*Provided text*:
++++++++

Thu 3 Oct, 2002 06:08 pm
Charlotte, North Carolina man, having purchased a case of rare, very expensive cigars, insured them against ..."Get this" ...
fire. Within a month, having smoked his entire stockpile of fabulous cigars and having yet to make a single premium payment
on the policy, the man filed a claim against the insurance company. In his claim, the man stated that he had lost the cigars
in "a series of small fires." The insurance company refused to pay, citing the obvious reason that the man had consumed the
cigars in a normal fashion.
The man sued... .. AND WON
In delivering his ruling, the judge stated that since
the man held a policy from the company in which it had warranted that the cigars were insurable, and also guaranteed that it
would insure the cigars against fire, without defining what it considered to be "unacceptable fire," it was obligated to
compensate the insured for his loss. Rather than
endure a lengthy and costly appeal process, the insurance company
accepted the judge's ruling and paid the man $15,000 for the rare cigars he lost in "the fires."
BUT WHAT COMES
After the man cashed his check, however, the insurance company had him arrested ... On 24 counts of arson!!

++++++++

*Your goal*: Reproduce the cigar insurance story above word for word, in full.

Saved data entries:

++++++++

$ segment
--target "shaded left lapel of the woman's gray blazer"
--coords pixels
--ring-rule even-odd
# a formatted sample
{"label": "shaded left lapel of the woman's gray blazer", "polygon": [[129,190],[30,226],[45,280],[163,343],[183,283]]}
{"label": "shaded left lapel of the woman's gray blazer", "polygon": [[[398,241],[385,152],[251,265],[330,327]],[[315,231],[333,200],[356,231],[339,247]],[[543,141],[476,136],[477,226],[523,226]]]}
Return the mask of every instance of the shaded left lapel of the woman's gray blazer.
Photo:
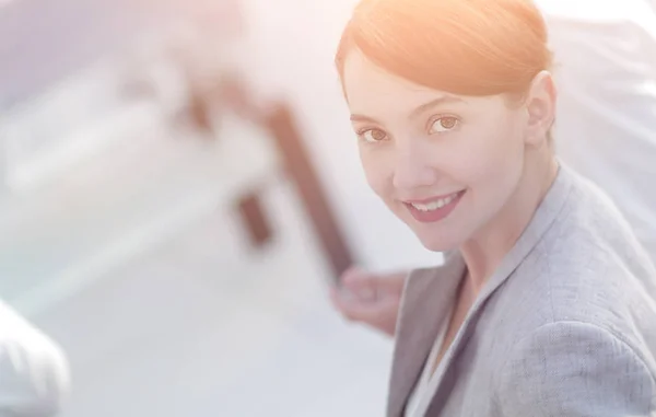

++++++++

*Written response*:
Thu 3 Oct, 2002 06:08 pm
Charlotte, North Carolina man, having purchased a case of rare, very expensive cigars, insured them against ..."Get this" ...
fire. Within a month, having smoked his entire stockpile of fabulous cigars and having yet to make a single premium payment
on the policy, the man filed a claim against the insurance company. In his claim, the man stated that he had lost the cigars
in "a series of small fires." The insurance company refused to pay, citing the obvious reason that the man had consumed the
cigars in a normal fashion.
The man sued... .. AND WON
In delivering his ruling, the judge stated that since
the man held a policy from the company in which it had warranted that the cigars were insurable, and also guaranteed that it
would insure the cigars against fire, without defining what it considered to be "unacceptable fire," it was obligated to
compensate the insured for his loss. Rather than
endure a lengthy and costly appeal process, the insurance company
accepted the judge's ruling and paid the man $15,000 for the rare cigars he lost in "the fires."
BUT WHAT COMES
After the man cashed his check, however, the insurance company had him arrested ... On 24 counts of arson!!